**ASSIGNMENT**
Keep the pictures out, please, and set down every record exactly.

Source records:
--- START ---

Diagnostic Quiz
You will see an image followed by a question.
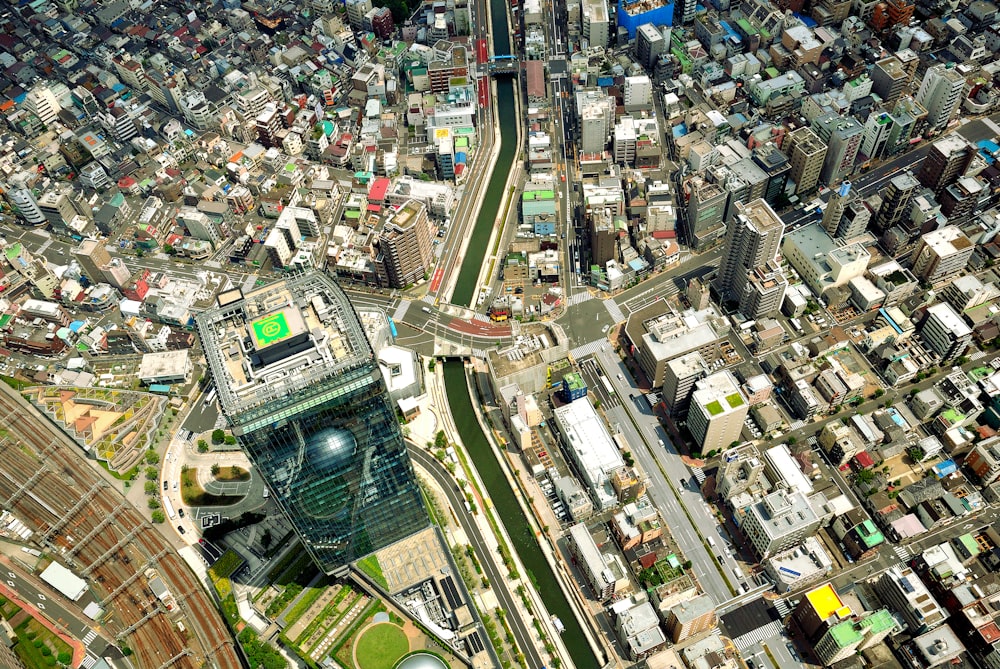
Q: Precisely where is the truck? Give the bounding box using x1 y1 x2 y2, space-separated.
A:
707 536 716 548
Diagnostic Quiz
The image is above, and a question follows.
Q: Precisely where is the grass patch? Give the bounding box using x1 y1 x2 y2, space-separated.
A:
284 574 333 626
13 616 72 668
214 466 251 482
2 375 32 391
0 595 21 619
98 459 139 481
209 550 245 580
355 623 409 669
271 551 314 586
332 600 384 667
265 563 320 618
355 554 388 590
181 468 243 506
726 393 744 408
705 400 723 416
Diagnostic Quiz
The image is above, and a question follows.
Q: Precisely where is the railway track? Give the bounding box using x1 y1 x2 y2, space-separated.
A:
0 386 241 669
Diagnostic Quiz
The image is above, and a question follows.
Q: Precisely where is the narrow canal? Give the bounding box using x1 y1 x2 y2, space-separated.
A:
443 361 600 669
449 0 519 307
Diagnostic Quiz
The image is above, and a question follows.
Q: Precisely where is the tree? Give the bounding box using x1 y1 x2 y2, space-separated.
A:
787 436 797 445
144 481 157 495
197 439 209 453
435 430 448 449
231 465 239 478
212 429 226 444
211 463 221 477
147 497 160 509
224 435 237 445
145 467 158 480
856 468 875 484
145 450 159 465
873 388 885 399
907 446 925 463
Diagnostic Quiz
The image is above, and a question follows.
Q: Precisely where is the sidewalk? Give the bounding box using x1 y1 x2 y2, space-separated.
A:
0 580 86 668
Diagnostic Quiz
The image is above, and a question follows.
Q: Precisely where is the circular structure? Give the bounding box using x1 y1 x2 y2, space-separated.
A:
307 426 357 472
356 623 409 669
394 652 449 669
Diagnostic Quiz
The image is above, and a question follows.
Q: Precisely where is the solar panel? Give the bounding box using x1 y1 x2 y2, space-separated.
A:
900 577 915 594
440 575 461 609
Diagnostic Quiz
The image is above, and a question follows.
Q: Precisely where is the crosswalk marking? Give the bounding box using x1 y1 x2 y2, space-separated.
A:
422 294 436 304
392 299 410 323
81 655 97 669
604 298 625 322
472 313 491 322
734 620 784 650
566 292 593 306
569 340 605 359
893 545 911 561
690 467 706 485
774 599 790 617
82 629 97 645
970 349 987 361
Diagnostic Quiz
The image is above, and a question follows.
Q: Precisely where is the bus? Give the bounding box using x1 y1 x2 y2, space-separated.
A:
600 374 616 395
203 387 217 405
164 497 176 520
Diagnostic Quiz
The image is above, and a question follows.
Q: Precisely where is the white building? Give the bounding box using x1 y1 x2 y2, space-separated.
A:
742 490 825 558
623 75 653 110
915 64 966 131
919 302 972 361
582 0 610 48
910 226 975 284
137 350 192 385
764 536 833 592
553 399 625 509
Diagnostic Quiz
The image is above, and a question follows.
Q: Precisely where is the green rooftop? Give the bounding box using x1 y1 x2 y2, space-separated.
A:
523 190 555 201
564 373 586 391
0 314 11 328
942 409 965 424
4 243 21 261
858 609 897 635
828 620 863 648
726 393 744 409
958 533 980 556
857 519 884 548
706 400 724 416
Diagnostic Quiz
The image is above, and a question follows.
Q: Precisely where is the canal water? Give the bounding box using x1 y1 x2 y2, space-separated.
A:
443 361 599 669
449 0 519 307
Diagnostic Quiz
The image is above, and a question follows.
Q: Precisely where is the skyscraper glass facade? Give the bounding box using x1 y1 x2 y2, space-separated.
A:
197 271 428 574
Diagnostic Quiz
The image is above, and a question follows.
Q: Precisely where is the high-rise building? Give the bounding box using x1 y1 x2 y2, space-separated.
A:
72 240 112 285
687 371 749 452
874 171 920 232
875 566 948 634
919 302 972 361
7 187 45 226
37 190 80 227
870 57 910 106
372 200 433 288
674 0 697 25
345 0 373 29
635 24 666 70
910 225 975 284
813 114 864 184
22 83 60 127
918 135 975 196
861 111 895 161
581 0 611 47
685 177 728 248
717 443 765 500
577 90 615 154
814 611 898 665
785 126 827 195
663 352 709 417
664 595 717 643
915 64 966 131
822 182 870 239
196 271 428 574
715 199 786 318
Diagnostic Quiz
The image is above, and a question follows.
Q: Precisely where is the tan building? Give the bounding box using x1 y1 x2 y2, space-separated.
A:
910 225 975 284
372 199 432 288
664 593 717 642
785 126 827 195
687 371 749 452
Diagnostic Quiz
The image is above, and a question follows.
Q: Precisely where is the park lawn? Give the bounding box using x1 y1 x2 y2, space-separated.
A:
181 468 242 506
355 623 409 669
0 595 21 619
214 466 251 482
13 616 73 668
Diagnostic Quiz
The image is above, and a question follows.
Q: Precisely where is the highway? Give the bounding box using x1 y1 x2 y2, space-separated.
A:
408 446 544 669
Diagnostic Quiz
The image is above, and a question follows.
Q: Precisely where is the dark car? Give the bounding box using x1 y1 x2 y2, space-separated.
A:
178 508 185 518
163 480 168 491
177 526 186 534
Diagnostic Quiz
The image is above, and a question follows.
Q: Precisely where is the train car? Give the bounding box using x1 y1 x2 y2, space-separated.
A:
387 315 398 338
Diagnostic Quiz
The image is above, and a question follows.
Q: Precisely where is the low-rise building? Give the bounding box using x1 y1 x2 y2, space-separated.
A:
664 594 716 643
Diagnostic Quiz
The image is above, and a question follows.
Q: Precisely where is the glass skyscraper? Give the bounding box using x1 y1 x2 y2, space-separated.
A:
197 271 428 574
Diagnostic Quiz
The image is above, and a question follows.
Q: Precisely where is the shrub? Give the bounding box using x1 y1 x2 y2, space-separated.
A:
212 429 226 444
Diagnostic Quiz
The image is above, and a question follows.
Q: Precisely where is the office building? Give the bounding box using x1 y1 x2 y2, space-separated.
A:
662 351 709 417
785 126 827 196
577 90 615 154
569 522 628 601
372 200 433 289
783 223 870 298
23 83 60 126
918 135 975 196
822 182 870 239
687 371 749 452
635 24 666 70
910 226 975 284
686 177 728 249
664 594 717 643
37 190 80 227
874 171 920 232
72 240 113 286
919 302 972 361
875 565 948 634
196 271 428 574
742 489 824 558
814 114 864 184
345 0 373 29
870 56 911 106
715 199 786 318
553 399 625 510
861 111 895 162
915 64 966 131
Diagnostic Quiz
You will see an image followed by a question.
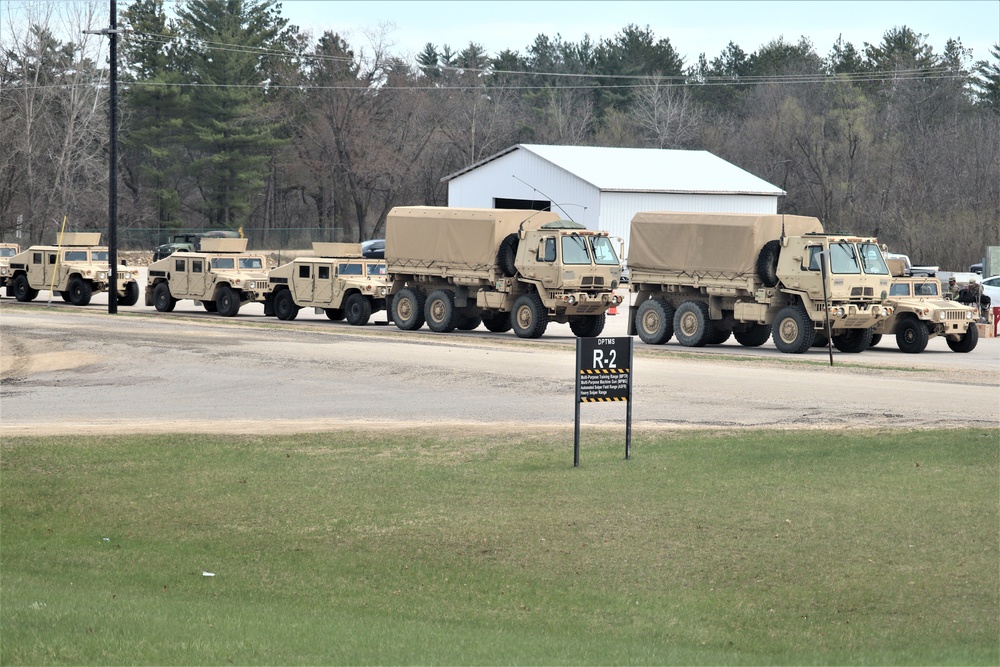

--- END ---

**COMPLETED EXERCISE**
Diagnostic Quiz
You will see an image followed by a question.
Q: Precisely where is the truck? Give the bounding box using x1 y1 x2 y2, space-separated.
A:
707 536 716 548
Diagnostic Quiz
The image is above, and a question follows.
Q: Precisely where is the grass patch? Give the bounding box using x1 y1 x2 y2, space-separated.
A:
284 574 333 626
13 616 72 668
214 466 251 482
2 375 32 391
0 595 21 619
98 459 139 481
209 550 245 580
355 623 409 669
271 551 314 586
332 600 384 667
265 563 320 618
355 554 388 590
181 468 243 506
726 393 744 408
705 400 723 416
Diagnostic Quiz
The image is above, and a question follows.
Q: Precisely where is the railway track? Give the bounding box using x1 y1 x2 y2, space-separated.
A:
0 386 241 669
Diagnostic Quiz
The image is above, and a question follows.
Q: Precisely where is the narrow canal? Give the bounding box using x1 y1 x2 y2, space-separated.
A:
443 361 600 669
449 0 519 307
Diagnostic Quiz
The image is above, and a question follows.
Q: Precisely where is the tree? Give the bounding box using x1 y1 x2 y2, space-separated.
A:
787 436 797 445
144 481 157 495
197 439 209 453
435 430 448 449
231 465 239 478
212 429 226 444
211 463 221 477
147 497 160 509
224 435 237 445
145 467 158 480
856 468 875 484
145 450 159 465
873 388 885 399
907 446 925 463
Diagnostic Quiz
The image is above, and a question follows.
Q: Precisely where is the sidewalk? Give the bounding box using x1 y1 x2 y2, space-separated.
A:
0 580 86 668
Diagnostic Quiz
The image is above, and a question follows.
Q: Precisely where is the circular structure? Give the bounding box using x1 y1 x2 y2, space-separated.
A:
307 426 357 472
356 623 409 669
394 652 449 669
Diagnostic Quiz
The image is above, and a question follows.
Q: Precisely where is the solar panel? Give the bounding box using x1 y1 x2 y2, space-separated.
A:
900 577 915 594
440 575 461 609
Diagnostic Quiz
The image is above, and a question follows.
Q: Precisely where is the crosswalk marking? Give the bounding box using x1 y1 x2 y2, space-separated.
A:
422 294 436 304
392 299 410 323
81 655 97 669
604 298 625 322
472 313 491 322
734 620 784 650
566 292 593 306
569 340 605 359
893 545 911 561
690 467 706 485
774 599 790 617
82 629 97 645
970 349 987 361
Diagnostic Quiz
The image is above, and a question follows.
Q: Precisely where is the bus? Give the bounding box using x1 y1 x2 y2, space-separated.
A:
600 374 616 395
203 387 217 405
164 497 176 520
Diagnostic Quiz
The image is above, and a question follows.
Q: Precisely where is the white building? Give the bounding box using x1 y1 x2 y2, space-separated.
A:
742 490 825 558
623 75 653 110
915 64 966 131
919 302 972 361
582 0 610 48
910 226 975 284
137 350 192 385
764 536 833 592
553 399 625 509
Diagnostic Quiz
The image is above, and a question follows.
Q: Precisely where is the green rooftop? Give the bounding box using x1 y1 x2 y2, space-separated.
A:
523 190 555 201
564 373 586 391
0 314 11 328
942 409 965 424
4 243 21 261
858 609 897 635
828 620 863 648
726 393 744 409
958 533 980 556
857 519 884 548
706 400 724 416
Diagnostic Quiz
The image is above, and a question follows.
Q: Precisely where is the canal water? Give the bounding box using x1 y1 x2 y2, space-separated.
A:
443 361 599 669
449 0 519 307
Diagnostic Quiz
The image is above, and a question follows.
Q: Precisely where is the skyscraper glass facade? Give the bounding box using x1 y1 x2 y2, space-separated.
A:
197 271 428 574
Diagnostic Quiz
The image is above, and a question follows.
Q: Precisely where is the high-rise building? Give the bounding box using x1 y1 x2 y2, space-separated.
A:
72 240 112 285
687 371 749 452
874 171 920 232
875 566 948 634
919 302 972 361
7 187 45 226
37 190 80 227
870 57 910 106
372 200 433 288
674 0 697 25
345 0 373 29
635 24 666 70
910 225 975 284
813 114 864 184
22 83 60 127
918 135 975 196
861 111 895 161
581 0 611 47
685 177 728 248
717 443 765 500
577 90 615 154
814 611 898 665
785 126 827 195
663 352 709 417
664 595 717 643
915 64 966 131
822 182 870 239
196 271 428 574
715 199 786 318
Diagnostic Quiz
The image is above, and a question follows.
Q: Precisely where is the tan building? Give the bounding box using x1 y1 x2 y2, space-separated.
A:
910 225 975 284
372 199 432 288
664 593 717 642
785 126 827 195
687 371 749 452
Diagnostic Quiz
The image is above, and a question follows.
Q: Precisely where is the park lawn? Give the bounding box using x1 y1 x2 y2, space-separated.
A:
181 468 242 506
355 623 409 669
0 595 21 619
214 466 251 482
13 616 73 668
Diagnostic Quiz
The image is above, and a question follows.
Q: Precisely where is the highway? Give the bounding box using x1 y1 x2 y2, space-separated.
A:
408 446 544 669
Diagnostic Quiz
The image is above, and a question follows.
Q: Precisely where is the dark car? Give the bounding box using x1 y1 x2 y2, space-separated.
A:
178 508 185 518
163 480 168 491
177 526 186 534
Diagnostic Quiz
The image is above, and a question follows.
Q: Precisely where is the train car? Give the bounding box using x1 y1 x2 y2, space-separated.
A:
387 315 398 338
Diagnostic Quiz
The image is above, and a question follows.
Q: Precisely where is the low-rise building? Give the bounding box using x1 y1 x2 y2, space-separated.
A:
664 594 716 643
Diagnostic Quiz
The image is above, and a question follows.
Q: Precisely where is the glass skyscraper? Give the bounding box using x1 y1 x2 y2, space-separated.
A:
197 271 428 574
Diagnostic Quiz
The image is above, and a question follows.
Q: Precisely where is the shrub? Give the bounding box using x1 y1 x2 y2, space-separated.
A:
212 429 226 444
Diagnostic Quiz
The image is above, and a question follows.
Q: Precisely where is the office building? Give the bounding box using x1 y1 x2 y2, space-separated.
A:
662 351 709 417
785 126 827 196
577 90 615 154
569 522 628 601
372 200 433 289
783 223 870 298
23 83 60 126
918 135 975 196
822 182 870 239
687 371 749 452
635 24 666 70
910 226 975 284
686 177 728 249
664 594 717 643
37 190 80 227
874 171 920 232
72 240 113 286
919 302 972 361
875 565 948 634
196 271 428 574
742 489 824 558
814 114 864 184
345 0 373 29
870 56 911 106
715 199 786 318
553 399 625 510
861 111 895 162
915 64 966 131
Diagnostic Quiz
You will see an image followed by a question.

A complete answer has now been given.